◆ Exercise directions
Once the line containing "Report the location of every instance of the blonde" is found in the entries below, restate it and each following line word for word, stopping after the line containing "Report the location of every instance of the blurred red".

★ ★ ★ ★ ★

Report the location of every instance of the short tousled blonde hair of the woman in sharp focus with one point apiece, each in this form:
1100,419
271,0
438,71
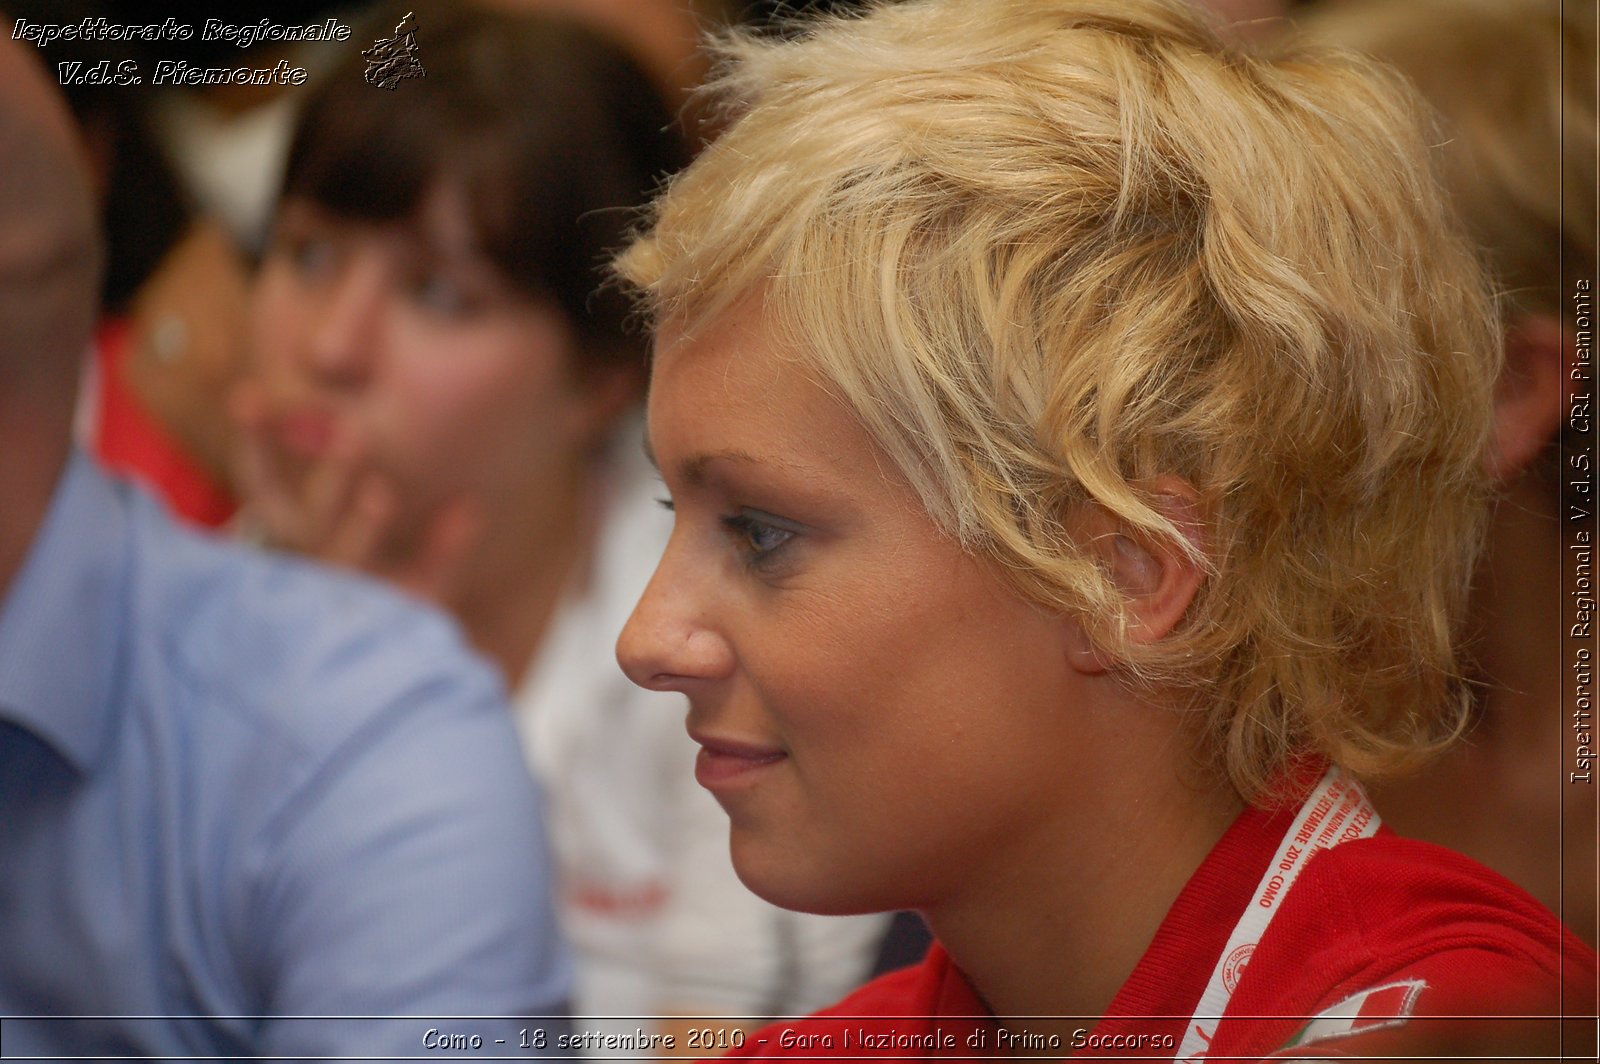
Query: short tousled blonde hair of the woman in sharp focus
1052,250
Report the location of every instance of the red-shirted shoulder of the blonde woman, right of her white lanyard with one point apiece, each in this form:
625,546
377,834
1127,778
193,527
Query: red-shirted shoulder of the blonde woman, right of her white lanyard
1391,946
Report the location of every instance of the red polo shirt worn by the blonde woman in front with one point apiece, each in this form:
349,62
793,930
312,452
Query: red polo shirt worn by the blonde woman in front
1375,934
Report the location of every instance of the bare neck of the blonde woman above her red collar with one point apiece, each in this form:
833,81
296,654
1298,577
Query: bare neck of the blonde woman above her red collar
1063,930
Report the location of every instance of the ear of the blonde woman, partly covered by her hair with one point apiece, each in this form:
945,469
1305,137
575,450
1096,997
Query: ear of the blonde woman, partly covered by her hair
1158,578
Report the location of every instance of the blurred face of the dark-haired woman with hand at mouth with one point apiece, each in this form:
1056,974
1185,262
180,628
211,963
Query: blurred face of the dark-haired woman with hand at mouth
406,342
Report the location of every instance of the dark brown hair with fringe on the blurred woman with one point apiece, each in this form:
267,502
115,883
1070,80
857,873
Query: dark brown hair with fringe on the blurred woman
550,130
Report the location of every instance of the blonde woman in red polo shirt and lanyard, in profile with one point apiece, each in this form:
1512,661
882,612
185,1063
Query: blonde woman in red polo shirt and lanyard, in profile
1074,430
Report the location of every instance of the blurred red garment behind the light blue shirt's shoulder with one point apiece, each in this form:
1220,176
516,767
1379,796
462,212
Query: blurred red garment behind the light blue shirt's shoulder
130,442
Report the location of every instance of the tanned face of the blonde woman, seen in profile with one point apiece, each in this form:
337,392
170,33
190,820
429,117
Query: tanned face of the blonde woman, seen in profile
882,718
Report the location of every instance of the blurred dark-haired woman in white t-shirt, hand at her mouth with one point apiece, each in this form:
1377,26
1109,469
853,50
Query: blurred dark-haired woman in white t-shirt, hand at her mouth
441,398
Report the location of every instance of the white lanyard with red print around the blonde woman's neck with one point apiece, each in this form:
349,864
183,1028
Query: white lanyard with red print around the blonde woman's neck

★ ★ ★ ★ ★

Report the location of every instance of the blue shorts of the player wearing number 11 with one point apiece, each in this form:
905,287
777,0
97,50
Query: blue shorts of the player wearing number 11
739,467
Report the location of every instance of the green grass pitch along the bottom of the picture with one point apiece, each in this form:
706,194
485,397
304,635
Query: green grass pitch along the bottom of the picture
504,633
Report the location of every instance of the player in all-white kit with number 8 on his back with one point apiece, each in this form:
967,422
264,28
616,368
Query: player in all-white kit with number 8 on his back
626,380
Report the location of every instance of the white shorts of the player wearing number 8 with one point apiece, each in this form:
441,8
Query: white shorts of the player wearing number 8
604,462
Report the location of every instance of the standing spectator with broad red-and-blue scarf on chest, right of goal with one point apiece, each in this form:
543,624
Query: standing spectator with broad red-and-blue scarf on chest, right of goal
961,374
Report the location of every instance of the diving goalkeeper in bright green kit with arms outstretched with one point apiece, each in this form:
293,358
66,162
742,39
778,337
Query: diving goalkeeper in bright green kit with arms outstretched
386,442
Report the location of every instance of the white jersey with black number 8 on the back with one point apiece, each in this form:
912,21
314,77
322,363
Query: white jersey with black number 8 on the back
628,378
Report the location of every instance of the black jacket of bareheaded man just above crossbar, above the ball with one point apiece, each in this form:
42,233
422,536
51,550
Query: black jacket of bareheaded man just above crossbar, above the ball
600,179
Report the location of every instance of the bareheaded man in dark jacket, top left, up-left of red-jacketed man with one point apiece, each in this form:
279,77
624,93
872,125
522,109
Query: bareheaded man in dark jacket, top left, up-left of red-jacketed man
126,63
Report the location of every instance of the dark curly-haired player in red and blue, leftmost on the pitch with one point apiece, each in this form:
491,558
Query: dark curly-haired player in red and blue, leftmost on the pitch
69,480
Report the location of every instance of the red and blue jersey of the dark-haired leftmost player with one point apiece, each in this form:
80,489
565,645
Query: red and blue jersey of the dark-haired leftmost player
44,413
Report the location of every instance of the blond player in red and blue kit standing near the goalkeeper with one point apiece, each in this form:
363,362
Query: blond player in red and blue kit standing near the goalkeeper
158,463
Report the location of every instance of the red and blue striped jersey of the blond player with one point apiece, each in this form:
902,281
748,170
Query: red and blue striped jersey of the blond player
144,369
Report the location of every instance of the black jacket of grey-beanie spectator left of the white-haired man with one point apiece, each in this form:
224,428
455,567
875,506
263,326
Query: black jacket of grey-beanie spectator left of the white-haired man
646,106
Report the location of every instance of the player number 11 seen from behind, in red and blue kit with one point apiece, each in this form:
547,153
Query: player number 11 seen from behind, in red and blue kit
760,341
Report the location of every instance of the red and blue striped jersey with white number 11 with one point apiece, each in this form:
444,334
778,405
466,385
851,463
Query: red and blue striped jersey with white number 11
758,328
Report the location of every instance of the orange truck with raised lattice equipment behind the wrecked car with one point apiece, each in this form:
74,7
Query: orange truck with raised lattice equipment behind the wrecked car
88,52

★ ★ ★ ★ ★

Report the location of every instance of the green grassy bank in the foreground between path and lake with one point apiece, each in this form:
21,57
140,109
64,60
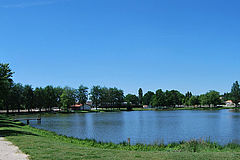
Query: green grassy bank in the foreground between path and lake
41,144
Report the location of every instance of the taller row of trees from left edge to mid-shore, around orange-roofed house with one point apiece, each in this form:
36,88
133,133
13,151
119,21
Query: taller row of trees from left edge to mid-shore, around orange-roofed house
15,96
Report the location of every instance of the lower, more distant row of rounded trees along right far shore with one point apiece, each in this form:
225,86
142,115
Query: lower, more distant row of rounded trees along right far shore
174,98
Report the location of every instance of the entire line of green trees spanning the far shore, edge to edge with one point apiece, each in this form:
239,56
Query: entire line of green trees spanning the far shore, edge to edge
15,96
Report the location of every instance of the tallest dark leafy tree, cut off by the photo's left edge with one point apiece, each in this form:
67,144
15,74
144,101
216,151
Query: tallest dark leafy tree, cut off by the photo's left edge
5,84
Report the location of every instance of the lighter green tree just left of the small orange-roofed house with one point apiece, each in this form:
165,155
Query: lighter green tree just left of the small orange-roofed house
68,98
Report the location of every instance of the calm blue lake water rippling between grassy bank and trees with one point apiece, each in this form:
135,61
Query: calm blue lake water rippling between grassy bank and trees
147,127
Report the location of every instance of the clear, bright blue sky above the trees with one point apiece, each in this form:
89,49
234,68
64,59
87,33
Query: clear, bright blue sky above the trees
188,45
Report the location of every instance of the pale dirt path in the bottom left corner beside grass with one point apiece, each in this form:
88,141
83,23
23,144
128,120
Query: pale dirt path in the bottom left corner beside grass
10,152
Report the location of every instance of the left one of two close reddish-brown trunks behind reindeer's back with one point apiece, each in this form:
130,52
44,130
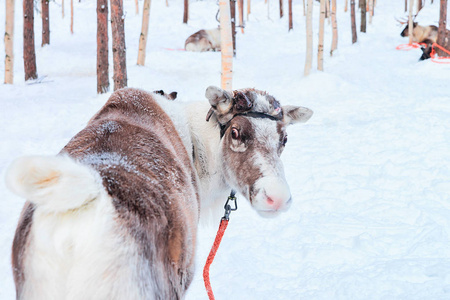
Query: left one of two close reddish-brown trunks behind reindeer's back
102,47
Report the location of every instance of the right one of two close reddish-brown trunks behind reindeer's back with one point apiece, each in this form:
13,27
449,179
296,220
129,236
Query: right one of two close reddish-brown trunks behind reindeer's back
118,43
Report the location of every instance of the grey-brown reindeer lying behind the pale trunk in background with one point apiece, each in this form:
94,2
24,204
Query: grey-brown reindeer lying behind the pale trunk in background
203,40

★ ★ ★ ★ ★

◆ Task output
Report the location of every instance of the blonde woman in red polo shirt and lanyard, in profile with one point apiece, each in this form:
1512,661
882,612
185,1063
Query: blonde woman in red polo shirt and lanyard, in profile
1074,430
Report the location of every instance of the blurred red garment behind the light blue shirt's shoulder with one point apiece, each in this form:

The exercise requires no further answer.